> _Written task 1_
Below are a passage and a set of entries. List every line in the entries that contains the word "bride".

-- Start of Text segment --

Therefore, let's treat this purchasing experience kind of like a contact form on your website. Let's say with your contact form, the endpoint that might be hit to submit that data isn't going to be a private endpoint. It's going to be public because there's no user session to speak of. So in that way, the guest checkout experience is kind of like just submitting data through a contact form.

We're just accepting the fact that we're going to get some user info, like their email address and their name. And in this case, instead of a message in the contact form, we're going to get their credit card number, let's say. I think that's largely a public endpoint. But back to your question, what separates them? What's public and what's private?

I think of private endpoints as ones where, to start with, it's any kind of endpoint that would be hit when you build an application that should only be accessible by logged-in users. So when we want the user to have to be logged in to use it, basically it's like you want to prevent usage by random people. You want to be able to know who's using your thing.

And something that gets kind of built in through that whole effect, that gets interwoven, is the fact that when you hit an endpoint as a logged-in user, a private endpoint, most often you're going to need to supply identity information about the user, like a user ID to say, when I make a mutation, save it with this user ID or whatever.

That's often going to need to be supplied along with your request. So you kind of have this interwoven fact of identity being part of the private experience. In cases where you don't care that the user is logged in, I think that's where you opt for the public thing, roughly speaking. I mean, that's a generalization, but that's kind of how I think about it.

-- End of Text segment --
-- Start of Data records --

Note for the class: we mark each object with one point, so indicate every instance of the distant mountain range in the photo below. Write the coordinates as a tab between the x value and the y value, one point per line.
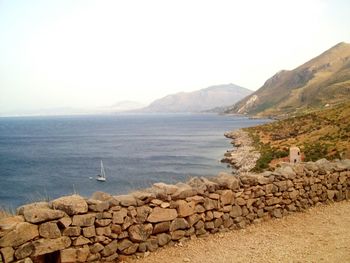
200	100
322	81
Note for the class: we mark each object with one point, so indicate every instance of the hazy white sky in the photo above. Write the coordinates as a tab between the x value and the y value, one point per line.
64	53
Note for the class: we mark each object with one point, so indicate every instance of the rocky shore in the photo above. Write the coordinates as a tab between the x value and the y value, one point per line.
106	228
244	156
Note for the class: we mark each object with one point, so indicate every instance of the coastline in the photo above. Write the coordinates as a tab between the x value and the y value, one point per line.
243	156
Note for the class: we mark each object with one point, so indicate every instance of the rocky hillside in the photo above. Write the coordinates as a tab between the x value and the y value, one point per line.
320	81
320	134
201	100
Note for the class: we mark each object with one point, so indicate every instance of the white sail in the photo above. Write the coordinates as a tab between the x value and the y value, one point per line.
102	176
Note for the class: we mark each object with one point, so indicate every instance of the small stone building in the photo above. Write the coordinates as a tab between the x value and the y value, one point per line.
294	154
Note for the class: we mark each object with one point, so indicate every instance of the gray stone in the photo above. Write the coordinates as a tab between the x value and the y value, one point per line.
38	215
33	206
72	205
228	181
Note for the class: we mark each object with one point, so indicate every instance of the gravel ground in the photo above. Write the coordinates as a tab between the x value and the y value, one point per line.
322	234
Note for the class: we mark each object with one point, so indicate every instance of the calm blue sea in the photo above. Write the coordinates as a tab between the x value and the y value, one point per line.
47	157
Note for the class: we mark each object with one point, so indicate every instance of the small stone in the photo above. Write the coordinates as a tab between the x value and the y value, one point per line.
161	214
161	227
83	220
81	241
118	217
89	231
49	230
95	248
110	249
140	233
227	197
45	246
178	223
24	250
72	231
7	254
163	239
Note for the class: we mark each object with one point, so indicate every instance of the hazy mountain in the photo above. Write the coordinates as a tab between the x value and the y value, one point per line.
117	107
125	105
200	100
323	80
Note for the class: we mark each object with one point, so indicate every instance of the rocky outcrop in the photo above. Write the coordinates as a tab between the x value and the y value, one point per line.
244	156
114	227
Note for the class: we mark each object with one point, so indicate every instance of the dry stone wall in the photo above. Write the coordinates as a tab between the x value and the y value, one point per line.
107	228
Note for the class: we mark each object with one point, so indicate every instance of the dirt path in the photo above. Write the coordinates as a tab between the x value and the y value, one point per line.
321	234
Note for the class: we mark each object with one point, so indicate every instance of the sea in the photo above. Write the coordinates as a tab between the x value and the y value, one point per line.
42	158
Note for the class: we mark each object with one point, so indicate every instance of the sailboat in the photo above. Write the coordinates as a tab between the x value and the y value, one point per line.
102	176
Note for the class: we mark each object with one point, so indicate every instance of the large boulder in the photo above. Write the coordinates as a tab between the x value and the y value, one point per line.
38	215
72	205
139	233
126	200
183	191
22	233
227	181
24	250
20	210
162	214
101	196
8	223
44	246
184	208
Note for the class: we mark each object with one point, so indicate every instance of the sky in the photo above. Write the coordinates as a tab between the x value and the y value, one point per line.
71	53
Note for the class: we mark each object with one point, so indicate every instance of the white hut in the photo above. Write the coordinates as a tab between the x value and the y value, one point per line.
294	154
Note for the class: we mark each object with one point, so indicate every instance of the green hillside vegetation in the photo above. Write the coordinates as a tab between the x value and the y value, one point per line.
321	81
319	134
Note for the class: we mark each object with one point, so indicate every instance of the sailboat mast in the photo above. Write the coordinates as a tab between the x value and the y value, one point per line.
102	170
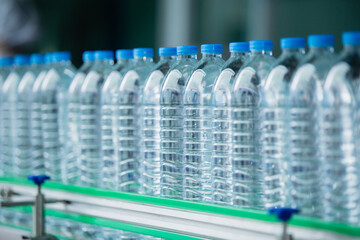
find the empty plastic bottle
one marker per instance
(22, 156)
(274, 119)
(8, 114)
(338, 140)
(198, 124)
(171, 122)
(109, 99)
(37, 150)
(245, 97)
(150, 123)
(221, 168)
(128, 135)
(5, 69)
(54, 114)
(73, 159)
(90, 127)
(305, 86)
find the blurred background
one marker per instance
(28, 26)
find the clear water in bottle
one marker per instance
(245, 96)
(90, 126)
(338, 140)
(5, 69)
(128, 131)
(305, 86)
(221, 168)
(73, 159)
(54, 114)
(150, 123)
(37, 150)
(275, 130)
(23, 157)
(8, 114)
(198, 125)
(171, 122)
(109, 99)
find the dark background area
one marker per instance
(79, 25)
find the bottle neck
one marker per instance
(293, 50)
(239, 54)
(167, 58)
(262, 52)
(351, 48)
(208, 55)
(105, 61)
(187, 56)
(123, 61)
(143, 59)
(321, 50)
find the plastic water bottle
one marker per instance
(198, 124)
(171, 122)
(221, 168)
(54, 114)
(73, 159)
(8, 114)
(37, 150)
(305, 86)
(150, 123)
(274, 119)
(109, 99)
(5, 69)
(338, 140)
(22, 155)
(245, 96)
(90, 116)
(128, 134)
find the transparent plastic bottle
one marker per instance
(274, 119)
(8, 114)
(73, 159)
(54, 114)
(90, 117)
(171, 122)
(305, 86)
(150, 123)
(198, 125)
(22, 155)
(5, 69)
(109, 99)
(338, 140)
(37, 150)
(245, 96)
(221, 168)
(128, 131)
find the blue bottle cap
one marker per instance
(37, 58)
(143, 52)
(88, 56)
(211, 48)
(261, 45)
(6, 61)
(167, 51)
(321, 40)
(298, 42)
(104, 54)
(124, 54)
(351, 38)
(187, 50)
(239, 47)
(48, 58)
(61, 56)
(21, 59)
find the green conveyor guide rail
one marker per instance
(208, 211)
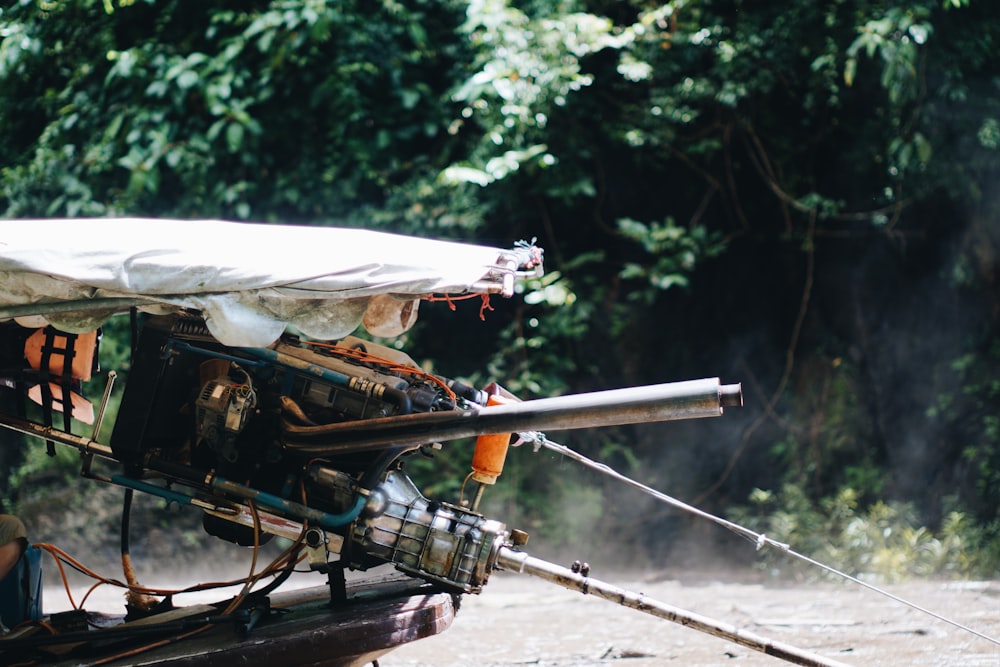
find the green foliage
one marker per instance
(881, 542)
(649, 148)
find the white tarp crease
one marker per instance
(249, 281)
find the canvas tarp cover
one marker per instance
(249, 281)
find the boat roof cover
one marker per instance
(249, 281)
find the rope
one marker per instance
(759, 539)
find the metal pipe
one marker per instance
(692, 399)
(520, 562)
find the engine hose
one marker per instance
(374, 473)
(395, 396)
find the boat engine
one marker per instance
(247, 425)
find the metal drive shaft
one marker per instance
(518, 561)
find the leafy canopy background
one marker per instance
(797, 195)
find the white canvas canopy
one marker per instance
(249, 281)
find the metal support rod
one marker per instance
(86, 446)
(520, 562)
(692, 399)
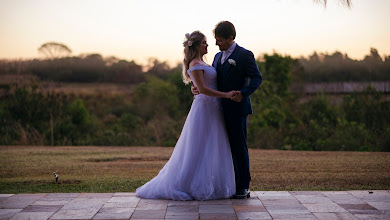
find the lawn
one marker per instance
(28, 169)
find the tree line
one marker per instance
(154, 113)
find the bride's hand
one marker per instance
(229, 95)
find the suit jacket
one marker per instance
(236, 77)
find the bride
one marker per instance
(200, 167)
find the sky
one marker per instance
(143, 29)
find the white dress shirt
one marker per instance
(228, 52)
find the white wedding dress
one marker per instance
(201, 166)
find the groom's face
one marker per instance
(223, 43)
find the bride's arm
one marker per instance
(203, 89)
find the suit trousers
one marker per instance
(236, 126)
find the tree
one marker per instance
(54, 50)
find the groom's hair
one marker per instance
(225, 29)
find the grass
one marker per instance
(27, 169)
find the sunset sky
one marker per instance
(138, 30)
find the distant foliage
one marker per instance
(338, 67)
(154, 113)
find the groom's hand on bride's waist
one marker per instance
(237, 96)
(194, 90)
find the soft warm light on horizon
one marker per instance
(139, 30)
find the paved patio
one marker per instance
(262, 205)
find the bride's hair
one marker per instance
(191, 51)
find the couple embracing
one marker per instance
(210, 159)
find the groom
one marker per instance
(235, 66)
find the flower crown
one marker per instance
(189, 42)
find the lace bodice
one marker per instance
(210, 75)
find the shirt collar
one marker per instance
(231, 48)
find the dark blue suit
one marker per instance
(236, 77)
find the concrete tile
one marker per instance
(290, 201)
(8, 213)
(219, 216)
(6, 195)
(327, 193)
(335, 216)
(124, 194)
(362, 207)
(53, 201)
(148, 214)
(294, 216)
(95, 195)
(253, 215)
(42, 208)
(191, 215)
(360, 193)
(181, 217)
(85, 203)
(152, 206)
(119, 205)
(87, 213)
(176, 203)
(221, 209)
(131, 199)
(383, 206)
(62, 195)
(216, 202)
(114, 213)
(306, 193)
(272, 193)
(147, 218)
(345, 199)
(383, 216)
(310, 199)
(325, 207)
(184, 209)
(249, 208)
(251, 201)
(366, 212)
(154, 201)
(286, 209)
(32, 215)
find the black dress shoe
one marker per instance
(242, 194)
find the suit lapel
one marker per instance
(234, 54)
(217, 60)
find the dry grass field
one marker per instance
(123, 169)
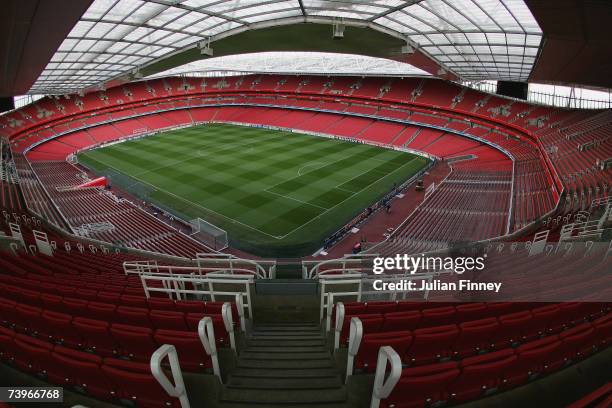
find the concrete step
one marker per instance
(283, 397)
(297, 364)
(267, 383)
(287, 349)
(275, 355)
(285, 373)
(283, 336)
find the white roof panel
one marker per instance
(134, 33)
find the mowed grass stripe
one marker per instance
(271, 182)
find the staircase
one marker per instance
(285, 365)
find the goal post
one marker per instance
(208, 233)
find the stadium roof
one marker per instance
(474, 39)
(314, 63)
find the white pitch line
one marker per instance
(308, 165)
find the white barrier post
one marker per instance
(178, 390)
(355, 336)
(206, 331)
(382, 389)
(228, 321)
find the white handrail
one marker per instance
(338, 324)
(355, 336)
(206, 331)
(382, 389)
(176, 390)
(240, 307)
(228, 321)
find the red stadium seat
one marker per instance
(475, 336)
(480, 374)
(408, 320)
(134, 382)
(134, 342)
(431, 344)
(422, 386)
(162, 319)
(371, 343)
(188, 346)
(96, 336)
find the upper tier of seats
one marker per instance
(511, 125)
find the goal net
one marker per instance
(208, 233)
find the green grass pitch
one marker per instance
(276, 193)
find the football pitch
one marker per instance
(276, 193)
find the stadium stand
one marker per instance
(120, 301)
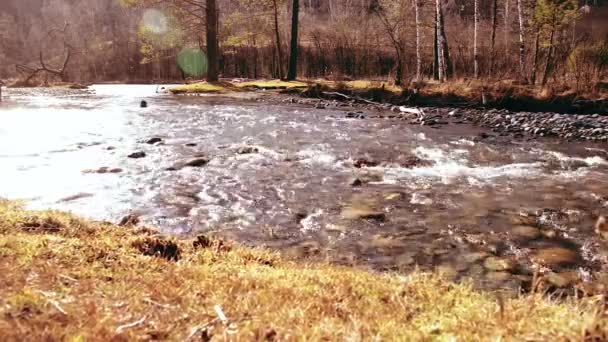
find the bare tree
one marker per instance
(441, 43)
(293, 57)
(522, 44)
(61, 72)
(418, 47)
(475, 37)
(493, 37)
(212, 43)
(275, 11)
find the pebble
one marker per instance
(526, 233)
(556, 257)
(499, 264)
(137, 155)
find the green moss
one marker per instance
(200, 88)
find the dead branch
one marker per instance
(32, 72)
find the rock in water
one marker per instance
(198, 162)
(557, 257)
(154, 140)
(137, 155)
(499, 264)
(362, 212)
(525, 233)
(601, 227)
(129, 220)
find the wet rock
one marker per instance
(411, 162)
(556, 257)
(202, 242)
(361, 212)
(248, 150)
(160, 248)
(525, 233)
(355, 182)
(498, 276)
(549, 233)
(474, 257)
(154, 140)
(392, 196)
(129, 220)
(355, 115)
(103, 170)
(76, 197)
(499, 264)
(137, 155)
(362, 162)
(405, 260)
(562, 280)
(601, 227)
(197, 162)
(447, 272)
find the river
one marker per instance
(311, 182)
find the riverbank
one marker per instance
(71, 279)
(508, 94)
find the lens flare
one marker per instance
(155, 21)
(192, 61)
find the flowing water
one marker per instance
(424, 197)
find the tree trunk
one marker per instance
(278, 37)
(536, 50)
(475, 43)
(493, 37)
(549, 64)
(293, 57)
(212, 43)
(441, 63)
(418, 52)
(435, 51)
(506, 28)
(522, 44)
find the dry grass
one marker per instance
(227, 87)
(64, 278)
(201, 88)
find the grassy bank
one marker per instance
(64, 278)
(506, 94)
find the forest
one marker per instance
(401, 41)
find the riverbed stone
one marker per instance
(154, 140)
(248, 150)
(556, 257)
(499, 264)
(137, 155)
(498, 276)
(197, 162)
(362, 212)
(525, 233)
(562, 280)
(474, 257)
(601, 227)
(365, 162)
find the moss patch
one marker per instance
(92, 281)
(201, 88)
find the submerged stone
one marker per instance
(557, 256)
(525, 233)
(499, 264)
(601, 227)
(137, 155)
(363, 213)
(562, 280)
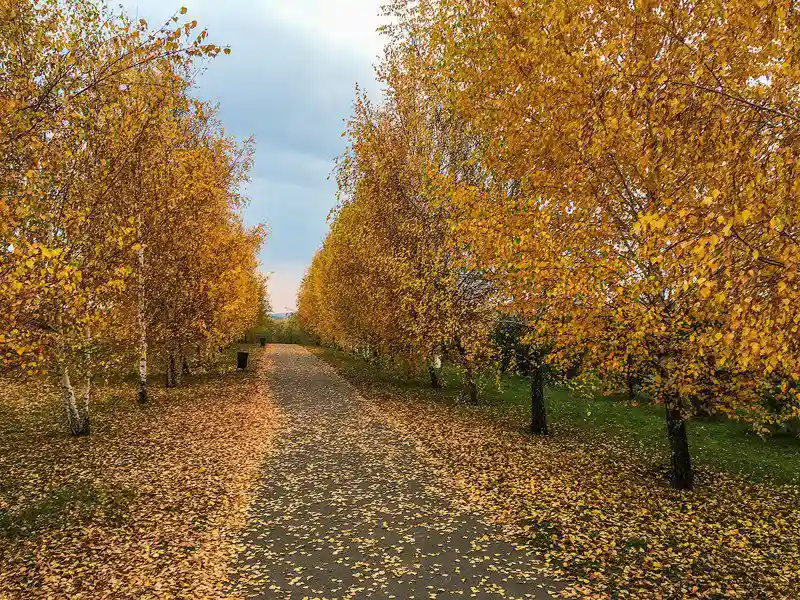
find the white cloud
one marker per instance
(284, 281)
(346, 23)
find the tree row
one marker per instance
(615, 183)
(120, 230)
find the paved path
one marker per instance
(346, 509)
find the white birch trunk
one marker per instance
(141, 322)
(70, 404)
(87, 391)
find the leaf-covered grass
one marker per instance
(716, 443)
(593, 498)
(148, 505)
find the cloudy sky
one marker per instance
(289, 82)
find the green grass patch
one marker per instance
(716, 443)
(73, 504)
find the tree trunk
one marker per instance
(87, 390)
(472, 386)
(170, 375)
(538, 408)
(681, 476)
(434, 370)
(75, 424)
(178, 368)
(434, 375)
(141, 323)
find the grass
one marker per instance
(147, 505)
(716, 444)
(78, 502)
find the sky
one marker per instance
(290, 83)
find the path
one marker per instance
(346, 509)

-- End of Data records --

> _Written task 2_
Write the next part of the passage about public and private endpoints, starting after its last sentence.

> _Expected answer 1_
find the bride's hand
find the bride
find the bride's arm
find the groom's hand on bride's waist
find the bride's hair

> _Expected answer 2_
00:21:52 - Christopher Burns

The reason we ask these security questions is because you've actually written your own course about security and React. Does it cover just the front end of security and React, or does it also cover the back end?

00:22:03 - Ryan Chenkie

Yeah, it goes into the full stack. It basically shows you how you would deal with security in the full-stack context and why, when we're thinking about security and auth within a React application, you really need to involve the full stack for it to make sense.

00:22:21 - Anthony Campolo

And what is the back end in that course? Like what database and what server are you using?

00:22:26 - Ryan Chenkie

Yeah, it's an Express API, so Node, and it is a Mongo database that we use. This was pre-Prisma, when I made that course. So nowadays, if I were to rerecord it, I'd probably just use Prisma on top of Postgres. That would be what I'd go for.

But yeah, it was Mongo. And the database, it's really just kind of a detail. The super important part that I draw out in the course is that when you think about your frontend, you've got to keep in mind that there's no real concept of security in a React application. There are ways to sort of give hints that your users might be authenticated in your application, but there's no way to know for sure.

And that's because React applications run in the browser. Or if you're doing React Native, they run in a mobile environment. But the point about browser-based application security is that you need to involve a backend for security to make any sense at all. Because it's on the backend where any kind of determination about an authentication state for the user can be made. That's the only place where it makes sense to do that.

Browsers are public clients, and they need to be treated as such. You need to just expect that nothing can be trusted. Essentially, that's what it comes down to in the browser.

00:23:49 - Christopher Burns

Part of it's a free course, and part of it's more of a paid course. It was done last year, so it's still quite relevant today.

And also, what I understand is it's not necessarily about the frameworks or the databases it's using. It's the patterns. That is what you mostly take away from it. One of my final security questions that I always think is interesting to know is: how does one go about making API keys to give to people? You have a user, but now you've added an API to your service. How do you authenticate an API?

00:24:25 - Ryan Chenkie

Yeah, that's a good question.

I think there are kind of two patterns you see with this. You'll find services. So let's say you're making an application. Part of it is an API, and you want third-party developers to be able to use your API to tie into your service somehow.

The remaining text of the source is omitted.